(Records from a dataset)
◆ ◆ ◆

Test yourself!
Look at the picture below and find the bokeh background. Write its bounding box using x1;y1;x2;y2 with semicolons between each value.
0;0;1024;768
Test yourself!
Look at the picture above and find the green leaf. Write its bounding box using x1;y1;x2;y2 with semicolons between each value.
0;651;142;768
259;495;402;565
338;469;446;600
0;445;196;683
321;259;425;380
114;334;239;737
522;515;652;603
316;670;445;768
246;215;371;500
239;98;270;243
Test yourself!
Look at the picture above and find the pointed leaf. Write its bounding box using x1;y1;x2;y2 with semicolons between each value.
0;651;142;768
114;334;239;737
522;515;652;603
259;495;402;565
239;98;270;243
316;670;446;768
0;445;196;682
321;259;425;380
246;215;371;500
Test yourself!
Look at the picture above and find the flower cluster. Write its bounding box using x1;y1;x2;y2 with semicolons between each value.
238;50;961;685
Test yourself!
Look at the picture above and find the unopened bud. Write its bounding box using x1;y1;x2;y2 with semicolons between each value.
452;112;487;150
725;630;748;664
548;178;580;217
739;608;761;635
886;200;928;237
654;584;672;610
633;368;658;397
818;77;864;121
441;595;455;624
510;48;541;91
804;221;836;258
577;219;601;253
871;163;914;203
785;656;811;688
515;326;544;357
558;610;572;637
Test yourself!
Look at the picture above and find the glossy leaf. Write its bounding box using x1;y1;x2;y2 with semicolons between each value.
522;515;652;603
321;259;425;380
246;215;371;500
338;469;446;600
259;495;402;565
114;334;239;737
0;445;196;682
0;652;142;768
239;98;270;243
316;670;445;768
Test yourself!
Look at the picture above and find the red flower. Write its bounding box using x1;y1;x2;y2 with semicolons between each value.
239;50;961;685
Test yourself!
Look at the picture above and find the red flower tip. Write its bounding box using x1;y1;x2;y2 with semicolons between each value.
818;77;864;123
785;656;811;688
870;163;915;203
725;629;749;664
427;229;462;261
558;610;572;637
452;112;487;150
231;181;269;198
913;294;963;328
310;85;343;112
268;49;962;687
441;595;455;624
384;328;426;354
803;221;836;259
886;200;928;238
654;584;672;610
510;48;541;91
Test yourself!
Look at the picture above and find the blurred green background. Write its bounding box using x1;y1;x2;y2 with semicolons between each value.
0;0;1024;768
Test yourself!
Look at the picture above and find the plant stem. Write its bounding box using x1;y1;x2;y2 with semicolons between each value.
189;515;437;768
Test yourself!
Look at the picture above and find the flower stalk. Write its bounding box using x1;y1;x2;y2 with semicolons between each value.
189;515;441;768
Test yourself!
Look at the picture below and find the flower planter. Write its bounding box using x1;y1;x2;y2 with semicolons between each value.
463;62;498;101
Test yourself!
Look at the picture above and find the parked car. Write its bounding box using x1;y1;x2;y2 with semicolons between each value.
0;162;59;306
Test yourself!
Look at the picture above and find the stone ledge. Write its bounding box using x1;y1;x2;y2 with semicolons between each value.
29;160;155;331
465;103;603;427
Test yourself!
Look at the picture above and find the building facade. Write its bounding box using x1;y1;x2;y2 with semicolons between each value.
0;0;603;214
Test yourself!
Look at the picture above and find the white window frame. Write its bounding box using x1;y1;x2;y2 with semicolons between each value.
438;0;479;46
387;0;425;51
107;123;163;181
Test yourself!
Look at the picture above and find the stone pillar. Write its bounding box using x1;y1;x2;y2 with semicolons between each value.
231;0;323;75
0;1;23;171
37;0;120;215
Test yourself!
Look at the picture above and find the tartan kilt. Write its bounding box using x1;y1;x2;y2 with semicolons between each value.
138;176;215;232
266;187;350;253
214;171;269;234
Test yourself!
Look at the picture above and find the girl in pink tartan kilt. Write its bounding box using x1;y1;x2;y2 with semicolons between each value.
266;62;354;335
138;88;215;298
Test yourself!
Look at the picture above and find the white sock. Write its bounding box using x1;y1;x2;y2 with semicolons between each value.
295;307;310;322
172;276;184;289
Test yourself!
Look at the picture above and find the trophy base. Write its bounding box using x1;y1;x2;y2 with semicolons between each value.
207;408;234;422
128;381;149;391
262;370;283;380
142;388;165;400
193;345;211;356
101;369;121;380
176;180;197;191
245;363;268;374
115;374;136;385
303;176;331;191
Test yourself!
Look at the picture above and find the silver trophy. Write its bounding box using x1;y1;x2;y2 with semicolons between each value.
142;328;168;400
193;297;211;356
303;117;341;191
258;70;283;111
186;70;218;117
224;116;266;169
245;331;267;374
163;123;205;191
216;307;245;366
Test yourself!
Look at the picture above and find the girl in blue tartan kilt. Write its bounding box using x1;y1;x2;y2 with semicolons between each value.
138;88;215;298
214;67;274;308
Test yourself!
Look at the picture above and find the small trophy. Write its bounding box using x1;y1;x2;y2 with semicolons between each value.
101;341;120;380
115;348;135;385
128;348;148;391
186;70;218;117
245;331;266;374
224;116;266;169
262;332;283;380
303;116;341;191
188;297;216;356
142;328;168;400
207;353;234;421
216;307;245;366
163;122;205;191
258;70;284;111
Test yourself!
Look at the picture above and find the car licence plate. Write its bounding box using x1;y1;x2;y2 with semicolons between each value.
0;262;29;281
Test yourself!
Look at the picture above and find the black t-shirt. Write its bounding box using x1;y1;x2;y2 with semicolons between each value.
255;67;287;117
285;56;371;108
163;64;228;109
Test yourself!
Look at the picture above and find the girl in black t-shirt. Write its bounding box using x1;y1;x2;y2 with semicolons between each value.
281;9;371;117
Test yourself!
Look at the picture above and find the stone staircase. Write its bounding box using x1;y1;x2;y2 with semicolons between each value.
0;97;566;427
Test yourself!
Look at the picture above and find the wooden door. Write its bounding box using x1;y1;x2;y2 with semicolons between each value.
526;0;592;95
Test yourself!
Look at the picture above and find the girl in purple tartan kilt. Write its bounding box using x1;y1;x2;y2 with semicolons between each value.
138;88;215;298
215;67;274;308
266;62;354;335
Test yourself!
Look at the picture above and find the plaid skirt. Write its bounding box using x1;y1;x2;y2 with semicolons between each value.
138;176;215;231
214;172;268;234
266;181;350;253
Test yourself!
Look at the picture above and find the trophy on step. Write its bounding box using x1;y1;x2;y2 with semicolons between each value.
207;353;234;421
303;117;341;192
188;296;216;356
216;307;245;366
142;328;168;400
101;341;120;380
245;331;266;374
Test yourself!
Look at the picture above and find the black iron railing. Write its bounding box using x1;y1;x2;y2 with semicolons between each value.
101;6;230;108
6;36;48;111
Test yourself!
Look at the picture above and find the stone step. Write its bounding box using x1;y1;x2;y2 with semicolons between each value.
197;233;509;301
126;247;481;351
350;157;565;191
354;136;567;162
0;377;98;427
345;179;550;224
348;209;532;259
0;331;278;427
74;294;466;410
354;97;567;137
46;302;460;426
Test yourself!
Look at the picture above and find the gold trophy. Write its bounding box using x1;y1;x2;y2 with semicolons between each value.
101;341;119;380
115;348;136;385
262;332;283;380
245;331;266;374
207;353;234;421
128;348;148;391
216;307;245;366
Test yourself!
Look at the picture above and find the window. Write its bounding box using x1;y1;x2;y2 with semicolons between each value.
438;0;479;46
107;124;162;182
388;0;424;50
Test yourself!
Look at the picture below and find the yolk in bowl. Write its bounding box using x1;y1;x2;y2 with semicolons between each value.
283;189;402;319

◆ ◆ ◆

§ INSTRUCTION
Write out all records exactly, keeping every detail.

§ COMPLETED TASK
Test yourself!
Look at the picture below and find the bokeh background. Write its bounding box using x1;y1;x2;y2 with semicolons between each value.
0;0;1024;768
Test yourself!
Look at the picture above and find the green leaf. Write its bounding box using x1;y1;x2;y2 with semicolons between each value.
0;651;142;768
259;495;402;565
338;469;446;600
0;445;196;683
321;259;425;380
114;334;239;737
522;515;652;603
316;670;445;768
246;215;371;500
239;98;270;243
Test yourself!
Look at the picture above and find the pointed leaf. Write its bounding box using x1;y1;x2;y2 with semicolons between each value.
0;651;142;768
114;334;239;737
522;515;652;603
259;495;402;565
239;98;270;243
316;670;446;768
0;445;196;682
321;259;425;380
246;215;371;500
Test yourself!
Look at the picture above and find the flower cluster. Write its bounding box using x1;y1;x2;y2 with semicolons between each value.
238;50;961;685
Test yourself!
Look at the picture above and find the unopened bud. Write its bounding box using x1;y1;x2;y2 with semicolons between each value.
452;112;487;150
725;630;748;664
548;178;580;217
739;608;761;635
886;200;928;237
654;584;672;610
633;368;658;397
818;77;864;121
441;595;455;624
510;48;541;91
804;221;836;258
577;219;601;253
871;163;914;203
785;656;811;688
515;326;544;357
558;610;572;637
Test yourself!
Look at the picture above and find the glossy leaf. Write its bounding box using x1;y1;x2;y2 with semicolons between each value.
522;515;652;603
321;259;425;380
246;215;371;500
338;469;446;600
259;495;402;565
114;334;239;737
0;445;196;682
0;652;142;768
239;98;270;243
316;670;445;768
Test yourself!
Look at the picture above and find the red flower. Write its bounding box using x1;y1;x2;y2 with semicolons between each value.
239;50;961;685
Test yourself!
Look at the picture above and find the red flower tip. Write its bounding box using x1;y1;x2;y2 with semicolons between each value.
818;77;864;123
785;656;811;688
870;163;915;203
725;629;749;664
427;229;462;261
558;610;572;637
452;112;487;150
231;181;269;198
913;294;963;328
310;85;343;112
268;49;962;687
441;595;455;624
384;328;426;354
803;221;836;259
886;200;928;238
654;584;672;610
510;48;541;91
Test yourself!
Look at the picture above and find the blurred green background. Write its bounding box using x1;y1;x2;y2 with semicolons between each value.
0;0;1024;768
Test yourself!
Look at the picture above and find the plant stem. Write its bounding box using x1;y1;x2;y2 with semicolons between each value.
189;515;437;768
Test yourself!
Look at the picture above and find the flower stalk. Write its bounding box using x1;y1;x2;y2 with semicolons between each value.
189;515;441;768
Test yourself!
Look at the picture below and find the flower planter. Write its bounding box using x1;y1;x2;y2 with semicolons between each value.
463;62;498;101
Test yourself!
Look at the picture above and find the parked car. Write its bounding box using x1;y1;x2;y2 with semicolons between each value.
0;162;59;306
Test yourself!
Look at the picture above and find the stone ledge. Write its bounding box using x1;y1;x2;y2 with semicolons between each value.
29;160;155;331
465;103;603;427
Test yourself!
Look at the picture above and find the building facade. Write its bounding box using x1;y1;x2;y2 with semicolons between each value.
0;0;603;214
Test yourself!
Look at the picture above and find the white window frame. Write its bounding box using x1;y1;x2;y2 with semicolons between each value.
438;0;479;46
387;0;425;51
107;123;163;181
Test yourself!
Look at the picture above and find the stone pillar. Write its bounding box using x1;y1;x2;y2 with semicolons between each value.
231;0;323;75
0;1;23;171
37;0;120;215
Test yourself!
Look at the picture above and find the tartan kilt. Write its bounding box using x1;y1;x2;y2 with semicolons between each value.
138;176;215;232
266;187;350;253
214;171;269;234
Test yourself!
Look at the picture above and find the girl in pink tartan kilt. Write its bounding box using x1;y1;x2;y2 with semicolons between each value.
266;62;354;335
138;88;215;298
Test yourself!
Look at the picture above and find the white sock. Write its bounding box using x1;y1;x2;y2 with semicolons between each value.
295;307;310;322
172;276;184;289
Test yourself!
Look at the picture above and find the trophy base. Write its bounding box using x1;y1;x2;y2 with semicolons between each value.
207;408;234;422
128;381;149;391
262;370;283;380
142;388;165;400
193;345;211;356
101;369;121;380
176;180;197;191
245;363;268;374
115;374;136;385
303;176;331;191
Test yourself!
Look at the picture above and find the silver trophy. Write its bounding box using x1;y1;x2;y2 with semicolons between each value.
142;328;168;400
193;297;211;356
303;117;341;191
258;70;283;111
186;70;218;117
224;116;266;169
245;331;267;374
163;123;205;191
216;307;245;366
Test yourself!
Look at the picture above and find the girl in blue tartan kilt. Write its bounding box using x1;y1;x2;y2 with semicolons between each value.
138;88;215;298
214;67;274;308
Test yourself!
Look at the picture above and find the small trophy. Write its bounding box using x1;y1;x2;y2 with semicolons between each value.
101;341;120;380
115;348;135;385
128;348;148;391
186;70;218;117
245;331;266;374
224;116;266;169
262;332;283;380
303;116;341;191
188;297;216;356
142;328;168;400
207;353;234;421
216;307;245;366
163;122;205;191
258;70;284;111
Test yourself!
Look at the picture above and find the car licence plate. Write its bounding box using x1;y1;x2;y2 with semicolons between each value.
0;262;29;281
Test yourself!
Look at the picture above and find the black t-shirt. Write its bounding box using x1;y1;x2;y2 with semicolons between each value.
255;67;287;117
285;56;371;108
163;64;228;109
Test yourself!
Look at the picture above and find the girl in black t-shirt. Write its bounding box using x1;y1;x2;y2 with semicolons between each value.
281;9;371;117
Test yourself!
Look at the picture above and find the stone staircase. Write its bounding box using x1;y1;x2;y2 with semicolons between each value.
0;97;566;427
Test yourself!
Look at the picture above and find the wooden door. Write its bounding box using x1;y1;x2;y2 with semicolons between each value.
526;0;592;95
Test yourself!
Look at the picture above and find the girl in purple tartan kilt. Write its bounding box using x1;y1;x2;y2 with semicolons between each value.
138;88;215;298
215;67;274;308
266;62;354;335
Test yourself!
Look at the picture above and find the plaid skirt. Write its bounding box using x1;y1;x2;y2 with semicolons between each value.
138;176;215;231
214;172;268;234
266;181;350;253
Test yourself!
Look at the picture above and find the trophy on step. Write its bounding box using x1;y1;x2;y2 with semicolons between each value.
207;353;234;421
303;117;341;192
188;296;216;356
216;307;245;366
142;328;168;400
101;341;120;380
245;331;266;374
Test yourself!
Look at the picture above and find the black iron railing. Write its bounding box using x1;y1;x2;y2 with semicolons between each value.
101;6;230;108
6;36;48;111
Test yourself!
Look at the picture above and find the stone step. Write its bounding box using x1;y1;x2;y2 with semicolons between each value.
197;233;509;301
126;247;481;351
350;157;565;191
354;136;567;162
0;377;98;427
345;179;550;224
348;209;532;259
0;331;278;427
74;294;466;410
354;97;567;137
46;302;460;426
Test yourself!
Look at the picture above and find the gold trophy. Write its bounding box using x1;y1;x2;y2 with semicolons between each value.
101;341;119;380
115;348;136;385
262;332;283;380
245;331;266;374
207;353;234;421
128;348;148;391
216;307;245;366
Test yourself!
Look at the picture above and find the window. Write its bounding box using x1;y1;x2;y2 with semicolons between each value.
438;0;479;46
107;124;162;182
388;0;424;50
Test yourself!
Look at the picture below and find the yolk in bowl. Write its bounding box using x1;y1;x2;y2 with semicolons between each value.
283;189;402;319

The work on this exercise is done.